Text extract:
-- START --

Re: Excluding html files and following links

Posted by Karl Wright <da...@gmail.com>.

Have you had a look at the feature added, and does it work for you?
I'd also still be interested in knowing where you are seeing
out-of-memory situations.

Karl

On Thu, Jun 23, 2011 at 8:03 AM, Karl Wright <da...@gmail.com> wrote:
> Hi Erlend,
>
> I hope you are not seeing memory issues on large files with ManifoldCF
> itself.  That should not happen, and if it does we need to figure out
> why.
>
> Solr memory issues, on the other hand, I can believe.  If that is the
> problem, then I agree we should try to do something about it.
> Probably the right thing to do is (since it is a Solr limitation)
> adding a configuration parameter to the Solr connector that specifies
> the maximum size of a file the connection will accept.  Files larger
> than that should return a 400 if indexing is attempted, etc.
>
> Perhaps we should also consider adding a new method to the
> IOutputConnector interface that returns a maximum file size value, and
> expose that in IVersionActivity and IProcessActivity.  That would
> allow connectors to make output-based decisions as to whether they
> should fetch large files in the first place.
>
> Karl
>
>
> On Thu, Jun 23, 2011 at 7:32 AM, Erlend Garåsen <e....@usit.uio.no> wrote:
>>
>> I will create a ticket today. Post filtering sounds like a good idea.

-- END --

What you have to do: Carry on the mailing-list thread about excluding HTML files and following links, picking up right after its final line. The material comes from a separate source and is unrelated to the mailing-list thread.

Information given:
-- START --

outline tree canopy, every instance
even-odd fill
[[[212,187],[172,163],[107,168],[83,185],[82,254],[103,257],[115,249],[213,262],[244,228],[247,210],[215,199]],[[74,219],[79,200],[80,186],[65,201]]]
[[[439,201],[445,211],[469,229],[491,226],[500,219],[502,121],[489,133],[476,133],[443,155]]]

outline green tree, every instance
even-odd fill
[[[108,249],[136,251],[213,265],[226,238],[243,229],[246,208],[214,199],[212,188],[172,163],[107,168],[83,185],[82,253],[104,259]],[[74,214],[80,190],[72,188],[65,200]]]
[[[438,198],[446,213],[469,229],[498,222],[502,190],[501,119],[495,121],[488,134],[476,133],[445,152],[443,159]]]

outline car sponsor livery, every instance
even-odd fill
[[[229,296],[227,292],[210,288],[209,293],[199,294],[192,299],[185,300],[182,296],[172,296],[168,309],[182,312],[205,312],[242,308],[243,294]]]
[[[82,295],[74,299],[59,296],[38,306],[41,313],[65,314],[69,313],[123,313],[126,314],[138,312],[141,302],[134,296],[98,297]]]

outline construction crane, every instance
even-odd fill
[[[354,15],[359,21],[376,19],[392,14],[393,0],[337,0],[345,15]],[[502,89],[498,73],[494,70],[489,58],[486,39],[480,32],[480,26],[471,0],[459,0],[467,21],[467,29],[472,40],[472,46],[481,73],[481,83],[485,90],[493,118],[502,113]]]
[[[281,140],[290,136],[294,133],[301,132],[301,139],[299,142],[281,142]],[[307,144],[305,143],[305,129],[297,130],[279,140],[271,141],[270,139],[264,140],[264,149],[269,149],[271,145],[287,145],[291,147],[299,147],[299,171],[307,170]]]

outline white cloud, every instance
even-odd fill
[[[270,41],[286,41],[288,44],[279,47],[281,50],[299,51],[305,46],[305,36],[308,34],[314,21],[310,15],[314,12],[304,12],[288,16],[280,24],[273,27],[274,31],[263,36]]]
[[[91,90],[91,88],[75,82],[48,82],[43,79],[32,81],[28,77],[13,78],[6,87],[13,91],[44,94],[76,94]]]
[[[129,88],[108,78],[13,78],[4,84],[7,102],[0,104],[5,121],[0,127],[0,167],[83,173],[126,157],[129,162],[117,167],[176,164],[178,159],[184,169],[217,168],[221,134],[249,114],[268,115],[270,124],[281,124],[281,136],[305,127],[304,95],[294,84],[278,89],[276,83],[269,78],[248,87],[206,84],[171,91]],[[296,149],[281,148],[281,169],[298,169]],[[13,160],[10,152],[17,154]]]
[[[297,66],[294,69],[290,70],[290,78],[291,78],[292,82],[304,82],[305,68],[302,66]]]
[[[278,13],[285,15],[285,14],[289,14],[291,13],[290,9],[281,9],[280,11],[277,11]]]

-- END --
-- START --

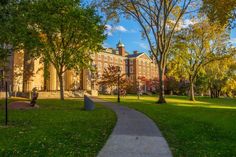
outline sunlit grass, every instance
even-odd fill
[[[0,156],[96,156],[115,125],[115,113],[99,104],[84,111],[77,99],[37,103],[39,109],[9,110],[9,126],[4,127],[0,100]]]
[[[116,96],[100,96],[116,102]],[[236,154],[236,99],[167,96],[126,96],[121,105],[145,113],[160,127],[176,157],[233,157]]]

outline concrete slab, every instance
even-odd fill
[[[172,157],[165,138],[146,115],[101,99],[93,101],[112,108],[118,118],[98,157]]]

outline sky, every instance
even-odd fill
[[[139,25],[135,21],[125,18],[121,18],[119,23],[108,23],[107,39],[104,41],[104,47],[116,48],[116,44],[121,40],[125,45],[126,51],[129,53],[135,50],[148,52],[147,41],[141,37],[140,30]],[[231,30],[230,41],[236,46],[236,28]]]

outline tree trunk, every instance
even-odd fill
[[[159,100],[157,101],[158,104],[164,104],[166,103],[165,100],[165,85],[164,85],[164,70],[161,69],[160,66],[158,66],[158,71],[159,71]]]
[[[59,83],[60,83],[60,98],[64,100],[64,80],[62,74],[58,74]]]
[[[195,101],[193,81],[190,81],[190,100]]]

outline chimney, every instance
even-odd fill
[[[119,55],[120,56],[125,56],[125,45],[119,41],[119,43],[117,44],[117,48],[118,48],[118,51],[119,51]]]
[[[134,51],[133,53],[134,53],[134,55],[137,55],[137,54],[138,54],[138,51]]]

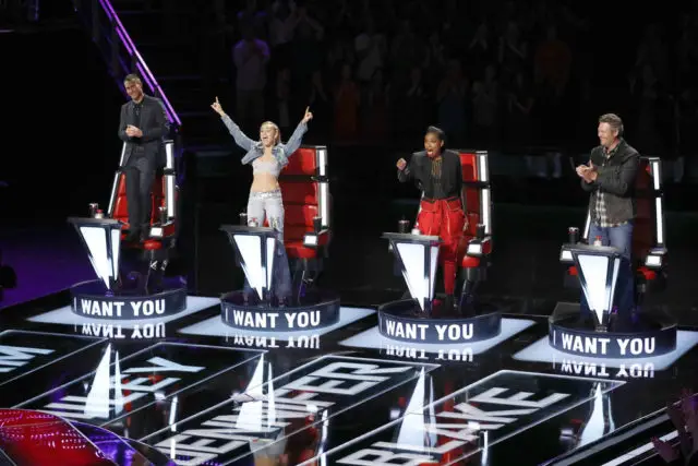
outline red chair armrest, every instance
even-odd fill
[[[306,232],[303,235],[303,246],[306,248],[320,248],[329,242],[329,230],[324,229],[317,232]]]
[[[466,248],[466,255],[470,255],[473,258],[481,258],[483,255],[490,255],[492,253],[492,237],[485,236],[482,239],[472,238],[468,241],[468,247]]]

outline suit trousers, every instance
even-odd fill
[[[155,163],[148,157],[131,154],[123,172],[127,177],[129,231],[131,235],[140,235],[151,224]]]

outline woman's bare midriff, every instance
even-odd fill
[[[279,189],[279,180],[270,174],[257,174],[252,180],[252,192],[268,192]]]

-- END --

Right answer:
>>
>> Another thing. We are facing memory problems with huge documents. Maybe we
>> should add another future in order to cope with such documents, for instance
>> skip documents which exceed a preset size. We have discovered pdfs on 500
>> MB. What do you think? Do we need such a future as well?
>>
>> Erlend
>>
>> On 23.06.11 12.08, Karl Wright wrote:
>>>
>>> Have there been any further developments on this thread?
>>> Karl
>>>
>>> On Tue, Jun 21, 2011 at 6:08 AM, Karl Wright<da...@gmail.com>  wrote:
>>>>
>>>> Sure.  But you've already convinced me we need a new feature. ;-)
>>>>
>>>> Karl
>>>>
>>>> On Tue, Jun 21, 2011 at 3:50 AM, Erlend Garåsen<e....@usit.uio.no>
>>>>  wrote:
>>>>>
>>>>> Sure, I can create a ticket. But first I want to discuss this issue with
>>>>> the
>>>>> two search consultants we have hired.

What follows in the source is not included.